◆ **ACTION ITEM**
Output all records exactly, with no images.

Records from a dataset
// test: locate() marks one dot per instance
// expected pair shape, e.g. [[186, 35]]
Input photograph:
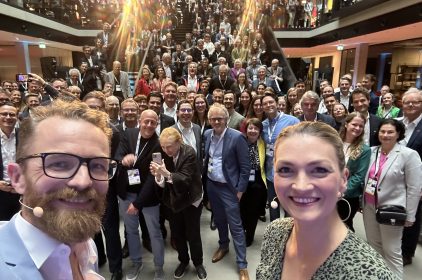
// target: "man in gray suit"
[[235, 119], [275, 73], [120, 81]]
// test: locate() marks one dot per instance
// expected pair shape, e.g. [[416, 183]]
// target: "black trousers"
[[343, 210], [411, 235], [251, 205], [185, 228], [111, 224], [9, 205]]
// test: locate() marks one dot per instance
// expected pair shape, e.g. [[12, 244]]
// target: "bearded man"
[[61, 172]]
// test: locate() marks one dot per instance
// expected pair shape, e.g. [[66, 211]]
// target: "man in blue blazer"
[[226, 174], [412, 115]]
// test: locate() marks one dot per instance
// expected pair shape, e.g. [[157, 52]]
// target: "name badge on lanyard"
[[134, 177], [252, 176]]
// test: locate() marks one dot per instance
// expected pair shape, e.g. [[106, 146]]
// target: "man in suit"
[[252, 69], [88, 58], [74, 78], [226, 173], [9, 199], [137, 192], [309, 103], [191, 132], [263, 79], [412, 115], [62, 207], [235, 119], [275, 73], [120, 81], [343, 95], [222, 81], [360, 101], [155, 101], [182, 194]]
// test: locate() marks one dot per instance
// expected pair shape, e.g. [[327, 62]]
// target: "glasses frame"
[[82, 160]]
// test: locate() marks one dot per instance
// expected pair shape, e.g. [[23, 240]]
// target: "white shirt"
[[410, 128], [187, 135], [8, 151], [51, 257]]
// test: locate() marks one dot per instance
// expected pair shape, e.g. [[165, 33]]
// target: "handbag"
[[393, 215]]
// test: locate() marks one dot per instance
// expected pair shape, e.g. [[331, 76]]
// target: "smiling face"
[[72, 207], [354, 128], [388, 135], [308, 185]]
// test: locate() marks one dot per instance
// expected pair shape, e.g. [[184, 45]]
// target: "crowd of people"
[[200, 128]]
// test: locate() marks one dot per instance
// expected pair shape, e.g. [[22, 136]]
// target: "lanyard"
[[215, 147], [377, 164], [137, 148], [271, 131]]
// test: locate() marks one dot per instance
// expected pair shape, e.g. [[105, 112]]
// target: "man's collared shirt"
[[410, 127], [8, 150], [188, 135], [51, 257], [215, 163], [366, 131]]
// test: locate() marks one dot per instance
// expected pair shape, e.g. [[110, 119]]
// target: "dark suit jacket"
[[147, 195], [187, 186], [197, 54], [9, 202], [228, 85], [236, 164], [323, 118], [374, 123], [198, 137], [165, 121]]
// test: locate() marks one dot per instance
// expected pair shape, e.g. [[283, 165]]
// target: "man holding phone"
[[9, 199], [137, 192]]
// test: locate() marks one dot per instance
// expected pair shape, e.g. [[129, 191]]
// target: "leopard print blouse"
[[353, 258]]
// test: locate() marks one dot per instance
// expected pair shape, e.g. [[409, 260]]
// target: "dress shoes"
[[117, 275], [243, 274], [407, 260], [219, 254]]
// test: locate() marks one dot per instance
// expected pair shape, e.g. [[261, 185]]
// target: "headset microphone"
[[37, 211]]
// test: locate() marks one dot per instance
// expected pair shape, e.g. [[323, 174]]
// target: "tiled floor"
[[226, 268]]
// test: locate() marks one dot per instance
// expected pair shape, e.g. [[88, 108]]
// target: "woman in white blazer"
[[394, 178]]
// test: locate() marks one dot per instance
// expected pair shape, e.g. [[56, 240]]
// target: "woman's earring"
[[348, 205]]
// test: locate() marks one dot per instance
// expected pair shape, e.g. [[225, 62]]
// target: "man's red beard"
[[69, 226]]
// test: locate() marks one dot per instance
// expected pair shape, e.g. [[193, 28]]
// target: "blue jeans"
[[226, 210], [152, 217]]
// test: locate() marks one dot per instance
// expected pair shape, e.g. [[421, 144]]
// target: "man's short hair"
[[218, 106], [97, 95], [155, 94], [363, 91], [181, 102], [66, 110], [311, 95]]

◆ **EXERCISE RESPONSE**
// test: locate() marks one dot per instance
// expected pair shape, e.g. [[186, 35]]
Input photograph:
// target: "man in gray suit"
[[235, 119], [275, 73], [120, 81]]
// test: locate() marks one dot per instance
// expected pair shape, e.g. [[416, 183]]
// target: "black trousers"
[[343, 210], [411, 235], [251, 205], [185, 228], [111, 224], [9, 205]]
// test: locate() marks one dot per instance
// expected pair shape, e.g. [[12, 244]]
// target: "bearded man"
[[61, 172]]
// test: locate() marks one dot per instance
// expected pair shape, e.g. [[66, 211]]
// target: "man in blue blazer"
[[226, 174], [412, 115]]
// test: locate() marks one dot per instance
// expected pair shape, e.g. [[157, 52]]
// target: "name badge on lanyard"
[[134, 177], [252, 176]]
// test: locate() marks one dot per instance
// expected pair shape, e.g. [[106, 146]]
// target: "man in suit"
[[252, 69], [88, 58], [74, 78], [226, 173], [9, 199], [137, 192], [309, 103], [191, 132], [263, 79], [412, 115], [62, 207], [235, 119], [275, 73], [120, 81], [343, 95], [222, 81], [360, 101], [155, 101], [182, 194]]
// test: locate() marks one dot per instance
// expected pair shape, e.g. [[327, 62]]
// target: "glasses frame"
[[82, 160]]
// test: locate() marks one dot per instance
// expected pair shape, e.g. [[23, 240]]
// target: "white shirt"
[[410, 128], [187, 135], [8, 151], [51, 257]]
// test: locate() marks one dot per instance
// expected pair shape, e.g. [[165, 33]]
// target: "handbag"
[[393, 215]]
// test: locate() marks one dot per instance
// expected pair shape, e.g. [[331, 76]]
// target: "smiling face"
[[72, 207], [354, 128], [388, 135], [308, 185]]
// test: locate() marks one dot per instance
// expected pair shape, e.g. [[184, 45]]
// target: "crowd of people"
[[200, 128]]
// test: locate() marks one dot per instance
// expected pair shape, e.g. [[22, 136]]
// target: "lanyard"
[[215, 147], [377, 164], [137, 148], [271, 131]]
// test: locate() marks one dot per instance
// expected pair shape, e.g. [[105, 112]]
// target: "man's collared shirt"
[[410, 127], [8, 150], [188, 135], [51, 257], [215, 163], [366, 131]]
// test: locate() marks one dot per instance
// expected pair shape, e.g. [[110, 119]]
// target: "dark suit jacket"
[[147, 195], [187, 186], [197, 54], [9, 202], [228, 85], [236, 164], [323, 118], [374, 123], [198, 137], [165, 121]]
// test: locate() marks one dot per instance
// expected pair shape, e.g. [[283, 165]]
// target: "man holding phone"
[[9, 199], [137, 192]]
// test: locate() marks one dot per instance
// expected pair shape, e.g. [[129, 191]]
// target: "leopard print blouse"
[[353, 258]]
// test: locate() marks one dot per instance
// expected pair shape, e.g. [[409, 260]]
// target: "dress shoes"
[[117, 275], [243, 274], [407, 260], [219, 254]]
// test: locate() marks one dot per instance
// expected pair shape, e.g. [[261, 185]]
// target: "headset microphone"
[[37, 211]]
// test: locate() marks one dot per instance
// expected pair shape, e.g. [[323, 174]]
// target: "tiled floor"
[[226, 268]]
// test: locate() marks one dot per instance
// expected pair shape, e.g. [[88, 108]]
// target: "woman in white blazer"
[[394, 178]]
// test: locate() marks one dot per instance
// expected pair shape, e.g. [[56, 240]]
// target: "woman's earring"
[[348, 205]]
// test: locate() marks one dot per instance
// expected pair shape, e.g. [[225, 62]]
// target: "man's red beard"
[[69, 226]]
// test: locate() marks one dot per instance
// expected pair shape, e.g. [[193, 28]]
// target: "blue jeans"
[[226, 210], [152, 217]]
// test: locate() marks one dot per instance
// expected pair shape, e.g. [[421, 144]]
// target: "man's short hair"
[[218, 106], [97, 95], [155, 94], [363, 91], [181, 102], [66, 110], [311, 95]]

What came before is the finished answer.